| Brief |
Repeat word for word the passage in the facial recognition text starting with "Now, Apple wants" and going on through "levels of efficiency.".

--- Document excerpt ---

Now, Apple wants to use those faces to secure our digital lives. The iPhone X facial recognition feature is not new because Samsung has already implemented a face-based technology in Galaxy S8 to unlock phones. What Apple has done differently is the immersive use of 3-D topology of a face as a password. That 3-D is the key innovation. Apple uses infrared lights with advanced AI (artificial intelligence) to correlate a person’s face with the one already stored in the iPhone X memory. If there is a match, the phone is unlocked. The Face ID feature in the iPhone X will make it into other smartphones in coming months, with varying levels of efficiency.

But the value of the face is not going to stop with Apple. According to the South China Morning Post, China is developing a facial recognition technology with the capability to match the faces of about 1.3 billion Chinese to their ID photos with more than 90% accuracy. As they build this massive dataset of faces, they will connect them to surveillance camera networks powered by cloud computing solutions across China. Go figure: the same human face, now a national symbol of tracking everything a citizen does. With the requirements that citizens use their real identities in their social media networks, before they can comment on things, China is sure to have a good grasp of what is happening in the lives of every citizen. And the fact that China also wants to take about 1% of equity in many Chinese technology companies, you will understand where that country is going. From Fortune Newsletter:

Chinese internet regulators are looking into taking 1% stakes and management roles with corporate decision-making powers in social media giants Tencent, Weibo and Alibaba Group’s Youku Tudou, as the tech companies rapidly expand beyond their niches into finance, health care and transportation services that affect hundreds of millions of Chinese citizens.

--- Recorded data ---

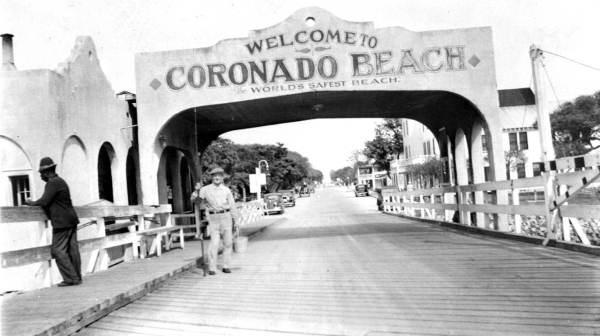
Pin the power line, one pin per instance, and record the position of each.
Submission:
(572, 60)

---

| Written reply |
Now, Apple wants to use those faces to secure our digital lives. The iPhone X facial recognition feature is not new because Samsung has already implemented a face-based technology in Galaxy S8 to unlock phones. What Apple has done differently is the immersive use of 3-D topology of a face as a password. That 3-D is the key innovation. Apple uses infrared lights with advanced AI (artificial intelligence) to correlate a person’s face with the one already stored in the iPhone X memory. If there is a match, the phone is unlocked. The Face ID feature in the iPhone X will make it into other smartphones in coming months, with varying levels of efficiency.